### Listed entries
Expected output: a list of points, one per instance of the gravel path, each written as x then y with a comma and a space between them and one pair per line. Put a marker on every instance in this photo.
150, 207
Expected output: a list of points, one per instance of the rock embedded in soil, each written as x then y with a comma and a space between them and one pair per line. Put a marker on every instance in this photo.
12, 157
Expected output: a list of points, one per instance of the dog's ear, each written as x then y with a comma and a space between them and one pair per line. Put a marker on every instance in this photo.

### Do this
Set down every one of the records above word for word, in the same order.

### Response to the exercise
Expected output: a list of points, one per instance of the gravel path, each written as x then y with a comma and a space between them and one pair per line. Put a marker on every instance in this photo.
150, 207
Expected output: a list of points, one per instance of the rock embedded in soil, each written as x then y with a comma and a space between them and one pair per line. Put a marker on every instance in this photo.
12, 157
Expected output: a list of points, one per instance of the dog's ear, each written as x then y with a comma and a space between them and one pair per line. Put a marker on every instance in this photo.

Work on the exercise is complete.